#### Problem statement:
Print every one of the following entries again, character for character, with no changes.

========================================

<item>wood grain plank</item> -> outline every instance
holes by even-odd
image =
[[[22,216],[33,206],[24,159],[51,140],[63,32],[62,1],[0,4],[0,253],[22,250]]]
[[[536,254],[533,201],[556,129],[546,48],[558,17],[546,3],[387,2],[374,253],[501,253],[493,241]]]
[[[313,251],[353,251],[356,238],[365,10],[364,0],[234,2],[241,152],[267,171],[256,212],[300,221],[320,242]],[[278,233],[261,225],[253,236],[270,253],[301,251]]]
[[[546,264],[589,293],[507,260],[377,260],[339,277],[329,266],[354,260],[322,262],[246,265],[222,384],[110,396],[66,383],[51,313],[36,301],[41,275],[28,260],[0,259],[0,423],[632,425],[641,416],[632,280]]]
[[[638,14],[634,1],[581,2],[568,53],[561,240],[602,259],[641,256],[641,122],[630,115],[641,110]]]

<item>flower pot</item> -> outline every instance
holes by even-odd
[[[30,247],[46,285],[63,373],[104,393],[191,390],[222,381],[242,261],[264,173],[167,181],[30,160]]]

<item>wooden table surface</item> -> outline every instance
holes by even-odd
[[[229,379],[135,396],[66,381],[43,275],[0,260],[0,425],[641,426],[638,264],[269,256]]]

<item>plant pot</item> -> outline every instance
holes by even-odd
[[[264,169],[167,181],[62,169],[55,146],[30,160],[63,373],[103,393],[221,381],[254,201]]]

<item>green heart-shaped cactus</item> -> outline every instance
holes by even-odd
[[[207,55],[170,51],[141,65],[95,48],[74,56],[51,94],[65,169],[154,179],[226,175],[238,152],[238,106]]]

========================================

#### Result:
<item>wood grain plank</item> -> outline every instance
holes by even-odd
image =
[[[22,216],[33,206],[24,159],[51,140],[63,32],[62,1],[0,4],[0,253],[22,250]]]
[[[536,254],[533,201],[556,129],[546,48],[558,17],[546,3],[387,2],[374,253],[501,253],[493,241]]]
[[[313,251],[353,251],[356,238],[365,10],[364,0],[234,2],[241,152],[267,171],[256,212],[300,221],[320,242]],[[278,233],[261,225],[253,236],[270,253],[301,251]]]
[[[546,264],[589,293],[507,260],[377,260],[339,277],[329,266],[354,260],[322,262],[246,265],[222,384],[110,396],[66,383],[51,313],[36,301],[41,275],[28,260],[0,259],[0,423],[632,425],[641,416],[632,280]]]
[[[638,14],[634,1],[581,2],[568,53],[561,240],[602,259],[641,256],[641,122],[630,115],[641,110]]]

<item>flower pot</item> -> outline every instance
holes by even-odd
[[[30,247],[46,285],[63,373],[104,393],[191,390],[222,381],[242,261],[264,173],[167,181],[30,160]]]

<item>wooden table surface</item> -> outline every instance
holes by even-odd
[[[229,379],[135,396],[66,381],[43,275],[0,260],[0,425],[641,426],[638,264],[269,256]]]

<item>plant pot</item> -> outline every instance
holes by even-odd
[[[264,169],[167,181],[62,169],[55,146],[30,160],[63,373],[103,393],[221,381],[254,201]]]

<item>green heart-shaped cactus</item> -> outline every instance
holes by even-odd
[[[207,55],[170,51],[141,65],[95,48],[74,56],[51,94],[65,169],[154,179],[226,175],[238,152],[238,106]]]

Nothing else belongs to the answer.